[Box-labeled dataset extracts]
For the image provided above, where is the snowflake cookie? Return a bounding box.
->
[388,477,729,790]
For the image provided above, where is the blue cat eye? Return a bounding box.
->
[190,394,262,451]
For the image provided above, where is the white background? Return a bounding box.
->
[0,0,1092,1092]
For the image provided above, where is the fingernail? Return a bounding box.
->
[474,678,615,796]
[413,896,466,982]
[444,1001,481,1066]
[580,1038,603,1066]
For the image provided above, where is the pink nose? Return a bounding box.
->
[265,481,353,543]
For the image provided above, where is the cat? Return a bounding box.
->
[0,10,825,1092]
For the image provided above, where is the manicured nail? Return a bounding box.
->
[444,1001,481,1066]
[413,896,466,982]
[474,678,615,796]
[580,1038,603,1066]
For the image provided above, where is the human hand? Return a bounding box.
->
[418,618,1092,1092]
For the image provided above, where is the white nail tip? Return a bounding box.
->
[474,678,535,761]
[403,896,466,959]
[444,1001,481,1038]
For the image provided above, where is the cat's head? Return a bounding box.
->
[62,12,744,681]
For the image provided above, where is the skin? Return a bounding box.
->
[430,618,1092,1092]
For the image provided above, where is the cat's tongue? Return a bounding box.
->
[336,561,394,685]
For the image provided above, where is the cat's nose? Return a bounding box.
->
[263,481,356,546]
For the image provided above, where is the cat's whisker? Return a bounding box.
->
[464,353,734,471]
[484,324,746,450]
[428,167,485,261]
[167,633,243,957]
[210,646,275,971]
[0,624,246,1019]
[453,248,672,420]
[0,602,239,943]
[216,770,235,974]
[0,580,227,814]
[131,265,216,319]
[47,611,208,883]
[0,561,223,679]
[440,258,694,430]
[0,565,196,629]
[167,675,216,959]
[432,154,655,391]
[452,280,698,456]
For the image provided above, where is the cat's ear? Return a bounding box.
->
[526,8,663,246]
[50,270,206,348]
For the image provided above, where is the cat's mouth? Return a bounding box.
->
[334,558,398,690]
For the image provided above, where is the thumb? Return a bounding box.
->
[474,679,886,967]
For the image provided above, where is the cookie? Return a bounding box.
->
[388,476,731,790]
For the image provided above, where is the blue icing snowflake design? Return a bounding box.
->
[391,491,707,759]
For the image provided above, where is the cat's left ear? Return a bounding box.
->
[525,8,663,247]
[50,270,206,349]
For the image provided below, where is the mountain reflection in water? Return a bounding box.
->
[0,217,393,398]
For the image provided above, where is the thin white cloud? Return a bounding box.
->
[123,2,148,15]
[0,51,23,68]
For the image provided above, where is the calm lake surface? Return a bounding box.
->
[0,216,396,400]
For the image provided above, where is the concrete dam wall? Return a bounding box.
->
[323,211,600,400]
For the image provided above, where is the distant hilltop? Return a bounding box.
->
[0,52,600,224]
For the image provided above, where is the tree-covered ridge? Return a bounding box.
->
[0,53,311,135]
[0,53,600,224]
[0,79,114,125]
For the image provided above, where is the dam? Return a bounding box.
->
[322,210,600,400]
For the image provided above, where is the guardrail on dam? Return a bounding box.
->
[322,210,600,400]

• _PROBLEM REQUIREMENTS_:
Write out, word for word, the line containing "For the image provided above, where is the cat's ear?" and every line after it to the end of the data above.

• _SOLUTION TO THIS EXERCISE_:
For the image provided above, where is the cat's ear? Return a bounding box.
->
[526,8,663,246]
[50,270,206,348]
For the image provided above, where is the cat's mouth? Return a bounding box.
->
[334,558,398,690]
For the image provided above, where is the thumb? Return a bounding box.
->
[474,679,886,967]
For the image provided above, where is the cookie? Return a bounding box.
->
[388,476,731,790]
For the image provided above, where is the blue icing snowflake design? Return a bounding box.
->
[391,491,707,759]
For the image provided above, where is the cat's left ear? Return a bounding box.
->
[525,8,663,247]
[50,270,206,349]
For the image provided below, where is the mountain reflection in water? Return a bounding box.
->
[0,217,393,398]
For the image provided above, where is the thin white cloud? Return a bounding box.
->
[123,2,148,15]
[0,51,23,68]
For the image provided above, where is the calm lake surface? Return a bounding box.
->
[0,216,396,400]
For the image provided above, where is the concrete dam wall? Return a bounding box.
->
[323,211,600,400]
For the image provided above, where is the distant hilltop? Return a bounding box.
->
[0,52,600,224]
For the image provided above, where is the tree-covered ridge? Return a bounding box.
->
[0,53,311,135]
[0,53,600,224]
[0,79,114,125]
For the image provided above, where is the dam? Return a bounding box.
->
[322,210,600,400]
For the image provided above, where is the guardrail on dam? Return a bounding box.
->
[322,210,600,400]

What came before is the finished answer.